··· Input data

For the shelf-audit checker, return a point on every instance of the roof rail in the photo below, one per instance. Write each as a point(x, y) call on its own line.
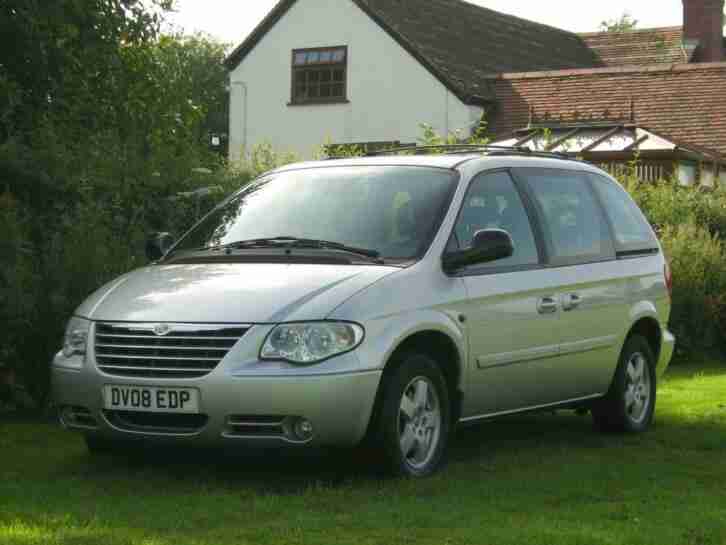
point(451, 149)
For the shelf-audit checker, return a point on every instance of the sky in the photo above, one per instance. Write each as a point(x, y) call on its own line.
point(232, 20)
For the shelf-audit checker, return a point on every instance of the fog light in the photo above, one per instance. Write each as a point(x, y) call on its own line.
point(303, 429)
point(68, 415)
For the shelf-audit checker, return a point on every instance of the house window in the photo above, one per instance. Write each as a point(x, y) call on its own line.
point(319, 75)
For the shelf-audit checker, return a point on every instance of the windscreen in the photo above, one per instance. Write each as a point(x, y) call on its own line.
point(393, 210)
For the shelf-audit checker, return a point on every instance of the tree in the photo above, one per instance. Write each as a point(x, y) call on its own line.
point(101, 120)
point(624, 23)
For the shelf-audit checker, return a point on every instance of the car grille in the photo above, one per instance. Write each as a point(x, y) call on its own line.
point(157, 422)
point(176, 351)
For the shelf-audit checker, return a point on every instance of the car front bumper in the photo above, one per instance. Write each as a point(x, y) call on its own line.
point(250, 410)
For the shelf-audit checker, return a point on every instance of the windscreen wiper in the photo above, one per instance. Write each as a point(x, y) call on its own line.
point(295, 242)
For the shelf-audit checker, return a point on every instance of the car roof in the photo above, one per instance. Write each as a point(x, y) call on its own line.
point(432, 161)
point(447, 161)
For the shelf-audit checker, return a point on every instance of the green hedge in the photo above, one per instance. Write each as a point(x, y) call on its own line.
point(691, 224)
point(60, 244)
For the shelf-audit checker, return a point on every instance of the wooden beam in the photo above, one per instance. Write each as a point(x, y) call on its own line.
point(636, 145)
point(526, 139)
point(560, 141)
point(604, 138)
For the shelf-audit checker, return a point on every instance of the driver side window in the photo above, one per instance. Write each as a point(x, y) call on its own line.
point(493, 202)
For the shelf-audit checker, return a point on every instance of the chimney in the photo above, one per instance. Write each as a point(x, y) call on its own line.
point(703, 22)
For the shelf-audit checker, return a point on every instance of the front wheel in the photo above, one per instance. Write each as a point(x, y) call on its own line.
point(415, 420)
point(630, 403)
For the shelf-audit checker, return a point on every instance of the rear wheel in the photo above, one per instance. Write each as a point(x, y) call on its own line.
point(415, 418)
point(630, 403)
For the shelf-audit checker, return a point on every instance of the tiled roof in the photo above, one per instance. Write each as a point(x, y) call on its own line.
point(466, 41)
point(639, 47)
point(684, 103)
point(459, 42)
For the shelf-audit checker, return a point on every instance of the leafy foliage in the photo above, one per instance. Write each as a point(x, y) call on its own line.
point(624, 23)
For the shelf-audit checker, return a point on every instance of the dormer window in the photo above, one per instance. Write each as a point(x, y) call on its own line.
point(319, 75)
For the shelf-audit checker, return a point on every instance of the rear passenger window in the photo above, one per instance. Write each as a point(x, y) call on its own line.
point(493, 202)
point(575, 228)
point(631, 229)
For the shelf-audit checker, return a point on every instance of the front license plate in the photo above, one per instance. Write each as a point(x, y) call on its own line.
point(151, 399)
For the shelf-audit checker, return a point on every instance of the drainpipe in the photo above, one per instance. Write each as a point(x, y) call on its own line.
point(244, 110)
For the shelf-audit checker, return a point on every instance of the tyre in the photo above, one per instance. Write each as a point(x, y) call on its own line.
point(414, 421)
point(630, 403)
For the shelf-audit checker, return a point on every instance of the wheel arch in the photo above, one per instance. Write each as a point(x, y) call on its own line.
point(444, 349)
point(649, 328)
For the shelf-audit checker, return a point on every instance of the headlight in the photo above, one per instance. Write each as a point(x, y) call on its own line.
point(76, 337)
point(309, 343)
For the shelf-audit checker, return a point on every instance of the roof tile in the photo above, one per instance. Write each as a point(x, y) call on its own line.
point(683, 102)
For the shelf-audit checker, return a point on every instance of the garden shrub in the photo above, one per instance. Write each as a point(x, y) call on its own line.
point(697, 262)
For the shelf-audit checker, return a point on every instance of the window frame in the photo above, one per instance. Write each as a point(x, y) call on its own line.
point(294, 69)
point(484, 269)
point(551, 261)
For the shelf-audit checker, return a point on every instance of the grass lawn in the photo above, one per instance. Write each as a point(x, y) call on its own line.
point(523, 480)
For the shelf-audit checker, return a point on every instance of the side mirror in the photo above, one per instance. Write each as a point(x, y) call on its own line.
point(157, 245)
point(488, 245)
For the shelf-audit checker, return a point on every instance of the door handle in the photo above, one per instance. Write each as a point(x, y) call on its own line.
point(571, 302)
point(547, 305)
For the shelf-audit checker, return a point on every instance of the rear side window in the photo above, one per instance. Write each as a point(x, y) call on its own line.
point(632, 231)
point(576, 230)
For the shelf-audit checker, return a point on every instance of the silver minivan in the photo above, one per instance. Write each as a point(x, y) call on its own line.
point(384, 299)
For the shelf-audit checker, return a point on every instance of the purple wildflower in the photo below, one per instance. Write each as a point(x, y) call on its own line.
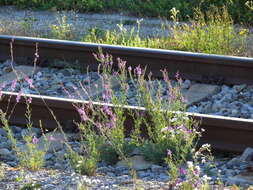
point(74, 87)
point(29, 81)
point(121, 64)
point(167, 129)
point(29, 100)
point(169, 153)
point(129, 69)
point(107, 93)
point(51, 138)
point(185, 129)
point(182, 171)
point(35, 140)
point(83, 114)
point(196, 171)
point(18, 97)
point(13, 84)
point(138, 71)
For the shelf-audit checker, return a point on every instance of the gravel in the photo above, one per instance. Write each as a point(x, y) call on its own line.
point(223, 100)
point(58, 173)
point(38, 23)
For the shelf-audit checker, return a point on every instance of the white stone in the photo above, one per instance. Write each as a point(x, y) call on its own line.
point(137, 162)
point(199, 92)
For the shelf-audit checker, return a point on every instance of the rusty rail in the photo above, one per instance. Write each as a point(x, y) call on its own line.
point(193, 66)
point(223, 133)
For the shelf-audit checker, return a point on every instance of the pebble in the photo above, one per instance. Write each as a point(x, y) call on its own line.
point(59, 174)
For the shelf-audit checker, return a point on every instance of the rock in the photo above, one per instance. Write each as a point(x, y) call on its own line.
point(5, 144)
point(5, 154)
point(247, 155)
point(104, 169)
point(16, 129)
point(233, 162)
point(55, 139)
point(186, 84)
point(22, 71)
point(199, 92)
point(138, 163)
point(142, 174)
point(243, 178)
point(239, 88)
point(97, 88)
point(157, 168)
point(163, 177)
point(33, 132)
point(3, 132)
point(136, 151)
point(124, 179)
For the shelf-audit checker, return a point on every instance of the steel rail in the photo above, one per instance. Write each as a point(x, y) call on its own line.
point(193, 66)
point(223, 133)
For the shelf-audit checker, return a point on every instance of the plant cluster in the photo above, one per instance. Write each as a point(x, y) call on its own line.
point(158, 8)
point(161, 131)
point(211, 32)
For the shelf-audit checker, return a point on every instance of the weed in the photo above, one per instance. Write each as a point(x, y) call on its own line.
point(63, 30)
point(31, 186)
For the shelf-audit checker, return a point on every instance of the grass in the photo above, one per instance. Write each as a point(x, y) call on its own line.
point(211, 32)
point(154, 8)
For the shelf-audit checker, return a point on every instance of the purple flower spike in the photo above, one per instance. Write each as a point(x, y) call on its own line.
point(13, 84)
point(129, 68)
point(169, 153)
point(30, 82)
point(35, 140)
point(18, 97)
point(182, 171)
point(29, 100)
point(138, 71)
point(167, 129)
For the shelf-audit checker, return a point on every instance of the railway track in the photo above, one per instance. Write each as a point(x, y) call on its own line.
point(223, 133)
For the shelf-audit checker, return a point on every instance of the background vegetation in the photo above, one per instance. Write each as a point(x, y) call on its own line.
point(155, 8)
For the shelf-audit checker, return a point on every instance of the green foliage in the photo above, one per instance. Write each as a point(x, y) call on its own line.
point(63, 30)
point(82, 164)
point(157, 8)
point(31, 186)
point(29, 156)
point(211, 32)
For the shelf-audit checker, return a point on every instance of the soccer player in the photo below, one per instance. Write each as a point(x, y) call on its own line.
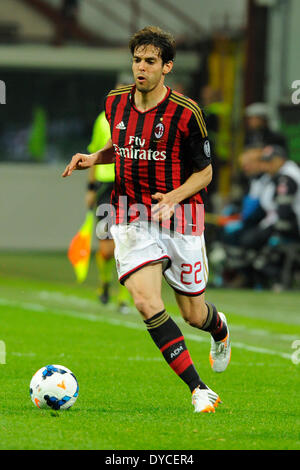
point(163, 164)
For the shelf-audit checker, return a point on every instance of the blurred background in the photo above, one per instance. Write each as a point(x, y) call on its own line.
point(237, 58)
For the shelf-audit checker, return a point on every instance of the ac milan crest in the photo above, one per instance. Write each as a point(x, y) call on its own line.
point(159, 130)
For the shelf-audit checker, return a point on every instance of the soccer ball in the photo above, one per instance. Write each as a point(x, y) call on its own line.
point(54, 387)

······

Reproduce the lines of the listing from the line that contains "the windscreen wiper" through the line that contains "point(447, 161)", without any changes.

Answer below
For the shelf-audit checker, return a point on every instance of the windscreen wiper in the photo above, one per instance. Write each as a point(x, y) call on its own line.
point(295, 242)
For the shelf-audit checker, return a point on every instance of the car roof in the photo above, one per instance. Write each as a point(x, y) call on its own line.
point(432, 161)
point(447, 161)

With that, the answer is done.